RESTRUCTURING AGREEMENT
Xxxxx Systems Corporation ("Xxxxx Systems") and TenFold Corporation ("TenFold")
enter into this Restructuring Agreement ("Agreement") as of December 8, 2000
(the "Effective Date"). (Xxxxx Systems and TenFold may be referred to herein
each as a "Party" and together as the "Parties".)
Whereas effective May 1, 1999, the Parties entered into a Strategic Alliance
Agreement; and
Whereas effective June 30, 1999, the Parties entered into a Master Services
Agreement; and
Whereas effective April 10, 2000, TenFold and Xxxxx Systems Healthcare Services
Corporation ("PSHS") entered into a Master Services Agreement and Task Order No.

DATA SUPPLIED ::
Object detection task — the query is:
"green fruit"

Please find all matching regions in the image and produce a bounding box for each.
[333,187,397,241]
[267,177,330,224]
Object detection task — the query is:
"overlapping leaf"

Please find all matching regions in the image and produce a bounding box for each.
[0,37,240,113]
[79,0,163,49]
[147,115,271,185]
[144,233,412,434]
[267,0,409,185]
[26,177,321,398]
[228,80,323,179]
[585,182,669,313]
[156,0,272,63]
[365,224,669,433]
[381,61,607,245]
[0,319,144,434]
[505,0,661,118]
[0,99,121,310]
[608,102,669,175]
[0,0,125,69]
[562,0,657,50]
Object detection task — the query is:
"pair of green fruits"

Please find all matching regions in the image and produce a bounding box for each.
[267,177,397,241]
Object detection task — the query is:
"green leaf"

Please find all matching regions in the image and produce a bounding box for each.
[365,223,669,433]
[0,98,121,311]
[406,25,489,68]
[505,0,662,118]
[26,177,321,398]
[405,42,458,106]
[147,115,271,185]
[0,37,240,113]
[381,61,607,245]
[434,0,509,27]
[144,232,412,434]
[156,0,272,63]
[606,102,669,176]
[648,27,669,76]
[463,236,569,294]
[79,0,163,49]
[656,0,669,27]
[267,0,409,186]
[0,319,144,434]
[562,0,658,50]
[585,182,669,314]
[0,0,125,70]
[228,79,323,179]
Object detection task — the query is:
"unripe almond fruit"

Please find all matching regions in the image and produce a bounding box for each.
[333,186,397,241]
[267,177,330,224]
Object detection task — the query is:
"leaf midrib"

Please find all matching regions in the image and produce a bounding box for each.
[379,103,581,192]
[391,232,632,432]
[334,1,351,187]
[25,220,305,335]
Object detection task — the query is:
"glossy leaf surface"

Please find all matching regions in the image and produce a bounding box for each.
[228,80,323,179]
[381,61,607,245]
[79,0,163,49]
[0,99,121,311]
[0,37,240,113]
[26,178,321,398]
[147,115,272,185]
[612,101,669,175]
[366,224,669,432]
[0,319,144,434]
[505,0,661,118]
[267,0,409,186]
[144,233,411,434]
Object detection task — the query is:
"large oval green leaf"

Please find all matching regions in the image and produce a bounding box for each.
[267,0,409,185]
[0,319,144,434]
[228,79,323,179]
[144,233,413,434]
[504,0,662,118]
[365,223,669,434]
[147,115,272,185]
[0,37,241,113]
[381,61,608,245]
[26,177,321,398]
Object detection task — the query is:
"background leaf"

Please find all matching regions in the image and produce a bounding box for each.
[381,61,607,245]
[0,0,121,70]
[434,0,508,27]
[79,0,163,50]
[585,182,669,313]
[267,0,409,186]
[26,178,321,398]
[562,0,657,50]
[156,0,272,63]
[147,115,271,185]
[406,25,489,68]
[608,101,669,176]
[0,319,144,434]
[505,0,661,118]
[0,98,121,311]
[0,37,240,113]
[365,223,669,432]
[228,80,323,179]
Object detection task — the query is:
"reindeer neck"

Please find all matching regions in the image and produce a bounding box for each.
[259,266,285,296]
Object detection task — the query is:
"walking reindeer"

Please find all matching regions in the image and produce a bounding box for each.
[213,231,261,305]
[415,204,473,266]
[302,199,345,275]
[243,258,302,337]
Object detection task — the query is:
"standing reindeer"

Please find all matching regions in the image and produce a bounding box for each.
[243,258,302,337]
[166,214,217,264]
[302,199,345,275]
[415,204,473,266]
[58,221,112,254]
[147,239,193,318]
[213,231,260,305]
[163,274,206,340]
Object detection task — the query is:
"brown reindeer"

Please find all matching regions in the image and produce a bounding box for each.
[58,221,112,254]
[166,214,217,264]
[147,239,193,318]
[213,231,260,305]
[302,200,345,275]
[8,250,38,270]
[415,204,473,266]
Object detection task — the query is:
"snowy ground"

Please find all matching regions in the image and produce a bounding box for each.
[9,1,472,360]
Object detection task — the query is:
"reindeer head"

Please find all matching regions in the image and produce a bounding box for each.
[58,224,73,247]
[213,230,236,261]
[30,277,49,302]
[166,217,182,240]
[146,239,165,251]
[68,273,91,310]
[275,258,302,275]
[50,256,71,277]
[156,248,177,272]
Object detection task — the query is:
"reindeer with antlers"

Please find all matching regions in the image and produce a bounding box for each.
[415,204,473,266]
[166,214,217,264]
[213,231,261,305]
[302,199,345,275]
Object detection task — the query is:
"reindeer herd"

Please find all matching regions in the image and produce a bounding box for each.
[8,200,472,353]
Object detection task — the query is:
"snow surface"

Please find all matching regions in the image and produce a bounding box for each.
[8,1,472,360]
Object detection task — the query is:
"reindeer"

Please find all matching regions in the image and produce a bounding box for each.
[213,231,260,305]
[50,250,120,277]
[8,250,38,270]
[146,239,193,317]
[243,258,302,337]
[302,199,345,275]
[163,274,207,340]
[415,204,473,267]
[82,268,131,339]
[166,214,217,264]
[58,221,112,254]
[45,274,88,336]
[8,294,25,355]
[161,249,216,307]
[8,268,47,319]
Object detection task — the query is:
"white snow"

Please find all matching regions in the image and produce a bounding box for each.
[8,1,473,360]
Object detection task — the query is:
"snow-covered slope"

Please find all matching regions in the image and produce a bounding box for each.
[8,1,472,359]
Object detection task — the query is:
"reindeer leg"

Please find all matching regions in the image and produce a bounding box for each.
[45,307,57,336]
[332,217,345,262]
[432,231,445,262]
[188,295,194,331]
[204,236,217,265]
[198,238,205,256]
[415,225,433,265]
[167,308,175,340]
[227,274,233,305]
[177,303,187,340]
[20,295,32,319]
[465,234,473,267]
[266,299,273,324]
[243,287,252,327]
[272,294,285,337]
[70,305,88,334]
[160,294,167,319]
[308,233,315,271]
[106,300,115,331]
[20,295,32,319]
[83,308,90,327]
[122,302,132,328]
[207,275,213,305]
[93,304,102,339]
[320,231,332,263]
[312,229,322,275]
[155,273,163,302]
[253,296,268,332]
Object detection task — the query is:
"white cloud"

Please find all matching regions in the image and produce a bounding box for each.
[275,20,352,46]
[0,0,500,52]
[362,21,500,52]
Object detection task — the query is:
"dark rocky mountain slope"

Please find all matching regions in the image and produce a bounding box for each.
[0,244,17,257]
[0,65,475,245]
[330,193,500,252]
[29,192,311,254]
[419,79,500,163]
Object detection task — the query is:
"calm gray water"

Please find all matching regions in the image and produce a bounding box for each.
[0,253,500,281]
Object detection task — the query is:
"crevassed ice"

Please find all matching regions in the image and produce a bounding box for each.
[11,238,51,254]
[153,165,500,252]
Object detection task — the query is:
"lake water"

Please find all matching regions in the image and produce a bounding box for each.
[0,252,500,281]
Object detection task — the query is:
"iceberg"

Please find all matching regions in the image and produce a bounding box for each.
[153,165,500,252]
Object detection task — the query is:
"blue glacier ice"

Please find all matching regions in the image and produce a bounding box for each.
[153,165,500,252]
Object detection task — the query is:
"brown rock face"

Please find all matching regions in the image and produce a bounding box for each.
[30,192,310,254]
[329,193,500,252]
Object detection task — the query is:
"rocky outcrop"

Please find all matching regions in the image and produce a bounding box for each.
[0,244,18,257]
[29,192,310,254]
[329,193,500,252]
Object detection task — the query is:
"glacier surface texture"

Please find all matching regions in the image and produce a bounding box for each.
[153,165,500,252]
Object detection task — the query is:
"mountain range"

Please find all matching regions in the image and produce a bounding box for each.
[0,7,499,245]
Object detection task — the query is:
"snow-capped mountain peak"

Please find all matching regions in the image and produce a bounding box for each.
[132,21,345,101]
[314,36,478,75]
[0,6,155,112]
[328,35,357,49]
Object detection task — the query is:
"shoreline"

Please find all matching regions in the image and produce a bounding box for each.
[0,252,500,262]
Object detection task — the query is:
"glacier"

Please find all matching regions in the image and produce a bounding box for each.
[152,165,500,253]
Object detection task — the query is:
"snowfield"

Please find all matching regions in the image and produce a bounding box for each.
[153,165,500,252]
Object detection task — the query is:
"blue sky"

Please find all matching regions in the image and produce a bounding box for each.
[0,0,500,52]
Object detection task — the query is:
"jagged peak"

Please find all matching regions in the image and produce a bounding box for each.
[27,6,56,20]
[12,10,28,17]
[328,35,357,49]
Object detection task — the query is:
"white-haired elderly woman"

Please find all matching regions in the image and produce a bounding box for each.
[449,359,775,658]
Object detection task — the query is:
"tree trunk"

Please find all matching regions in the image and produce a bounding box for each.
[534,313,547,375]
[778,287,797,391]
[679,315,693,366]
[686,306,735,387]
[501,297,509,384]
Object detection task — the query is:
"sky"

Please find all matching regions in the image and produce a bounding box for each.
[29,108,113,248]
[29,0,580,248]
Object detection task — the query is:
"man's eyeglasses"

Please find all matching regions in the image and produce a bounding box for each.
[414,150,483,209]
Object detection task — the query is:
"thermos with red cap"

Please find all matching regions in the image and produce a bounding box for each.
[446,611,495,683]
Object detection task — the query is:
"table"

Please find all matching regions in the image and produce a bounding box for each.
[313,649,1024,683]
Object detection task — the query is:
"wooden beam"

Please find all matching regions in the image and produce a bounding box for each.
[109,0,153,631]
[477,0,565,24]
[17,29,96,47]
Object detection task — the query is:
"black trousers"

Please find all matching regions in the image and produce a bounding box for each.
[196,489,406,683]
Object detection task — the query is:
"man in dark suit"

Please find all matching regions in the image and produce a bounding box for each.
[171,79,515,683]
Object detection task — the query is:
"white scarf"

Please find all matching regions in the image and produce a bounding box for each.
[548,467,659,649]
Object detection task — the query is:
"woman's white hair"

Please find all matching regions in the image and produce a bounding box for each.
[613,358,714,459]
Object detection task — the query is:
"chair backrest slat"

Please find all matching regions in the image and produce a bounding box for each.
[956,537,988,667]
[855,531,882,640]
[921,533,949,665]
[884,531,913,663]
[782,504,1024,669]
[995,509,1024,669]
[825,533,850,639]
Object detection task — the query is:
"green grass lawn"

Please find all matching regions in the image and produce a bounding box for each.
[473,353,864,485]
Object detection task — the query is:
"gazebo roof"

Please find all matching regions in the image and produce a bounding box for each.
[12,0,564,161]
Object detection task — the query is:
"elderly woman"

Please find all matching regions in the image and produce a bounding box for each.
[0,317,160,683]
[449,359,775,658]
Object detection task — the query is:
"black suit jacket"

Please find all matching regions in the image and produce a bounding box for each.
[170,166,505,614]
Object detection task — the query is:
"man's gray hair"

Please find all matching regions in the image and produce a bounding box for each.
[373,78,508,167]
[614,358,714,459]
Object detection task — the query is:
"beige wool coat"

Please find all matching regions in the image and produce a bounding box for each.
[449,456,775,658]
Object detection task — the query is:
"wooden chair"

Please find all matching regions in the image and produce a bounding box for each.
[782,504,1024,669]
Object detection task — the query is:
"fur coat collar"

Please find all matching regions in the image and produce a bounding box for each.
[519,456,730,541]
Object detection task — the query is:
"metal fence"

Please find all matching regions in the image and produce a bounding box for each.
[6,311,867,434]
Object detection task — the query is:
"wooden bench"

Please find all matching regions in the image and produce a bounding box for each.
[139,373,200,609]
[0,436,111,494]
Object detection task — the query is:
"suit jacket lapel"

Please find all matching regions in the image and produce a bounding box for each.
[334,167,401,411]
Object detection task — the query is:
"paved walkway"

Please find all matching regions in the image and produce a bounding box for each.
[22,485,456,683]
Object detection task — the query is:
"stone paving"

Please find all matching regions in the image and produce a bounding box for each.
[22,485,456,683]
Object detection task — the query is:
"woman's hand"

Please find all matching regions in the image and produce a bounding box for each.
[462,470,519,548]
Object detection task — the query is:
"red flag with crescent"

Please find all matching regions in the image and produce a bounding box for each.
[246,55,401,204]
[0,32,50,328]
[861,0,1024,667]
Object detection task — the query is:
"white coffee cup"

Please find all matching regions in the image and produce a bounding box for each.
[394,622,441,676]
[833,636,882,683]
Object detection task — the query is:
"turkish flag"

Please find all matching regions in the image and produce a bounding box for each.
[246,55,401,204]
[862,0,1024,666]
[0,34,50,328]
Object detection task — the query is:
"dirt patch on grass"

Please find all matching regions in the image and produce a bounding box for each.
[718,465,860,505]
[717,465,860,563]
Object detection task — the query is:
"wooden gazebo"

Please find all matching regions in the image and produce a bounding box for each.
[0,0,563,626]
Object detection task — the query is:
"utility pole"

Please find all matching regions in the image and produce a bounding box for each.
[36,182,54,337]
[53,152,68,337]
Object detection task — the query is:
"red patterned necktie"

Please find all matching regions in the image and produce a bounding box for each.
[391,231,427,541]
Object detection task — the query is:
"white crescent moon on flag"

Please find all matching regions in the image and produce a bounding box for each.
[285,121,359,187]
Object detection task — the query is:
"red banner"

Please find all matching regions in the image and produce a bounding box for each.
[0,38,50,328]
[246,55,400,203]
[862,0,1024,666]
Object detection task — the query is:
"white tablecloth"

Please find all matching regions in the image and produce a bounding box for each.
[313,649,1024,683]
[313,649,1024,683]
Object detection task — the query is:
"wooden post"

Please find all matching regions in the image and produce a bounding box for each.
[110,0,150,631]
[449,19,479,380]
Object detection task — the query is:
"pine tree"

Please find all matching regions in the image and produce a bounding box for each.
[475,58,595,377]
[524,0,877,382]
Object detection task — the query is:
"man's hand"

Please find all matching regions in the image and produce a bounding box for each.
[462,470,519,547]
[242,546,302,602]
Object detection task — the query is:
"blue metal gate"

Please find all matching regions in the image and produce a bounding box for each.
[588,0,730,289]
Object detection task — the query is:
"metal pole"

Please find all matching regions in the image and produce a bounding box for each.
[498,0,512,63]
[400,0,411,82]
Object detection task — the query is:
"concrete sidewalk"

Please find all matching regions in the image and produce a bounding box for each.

TASK 1 ::
List every calendar date that appears in the restructuring agreement.
TASK 2 ::
Condense the restructuring agreement's paragraph that begins "Xxxxx Systems Corporation ("Xxxxx Systems") and TenFold Corporation" into one shorter sentence that keeps its main facts.

YOUR RESPONSE 1 ::
- December 8, 2000
- May 1, 1999
- June 30, 1999
- April 10, 2000

YOUR RESPONSE 2 ::
Xxxxx Systems Corporation and TenFold Corporation, each a "Party" and together the "Parties," enter into this Restructuring Agreement effective December 8, 2000.